Natural-language object grounding data:
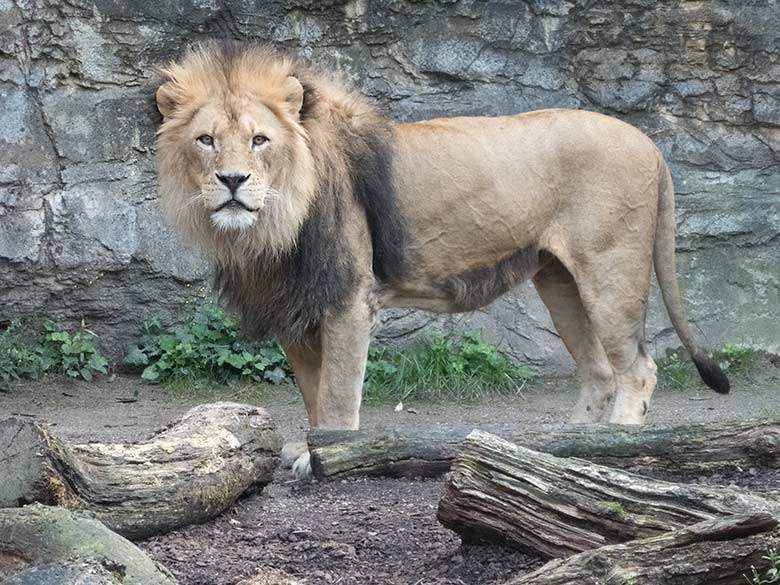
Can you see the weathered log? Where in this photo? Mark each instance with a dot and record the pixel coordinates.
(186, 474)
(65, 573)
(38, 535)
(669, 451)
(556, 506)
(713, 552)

• Task statement:
Every line above must be printed again exactly, pictures excluded.

• Output below:
Can you see the weathered log? Where in this photo? Mark each instance with a dot and record the pixel coordinates.
(186, 474)
(65, 573)
(38, 535)
(669, 451)
(556, 506)
(713, 552)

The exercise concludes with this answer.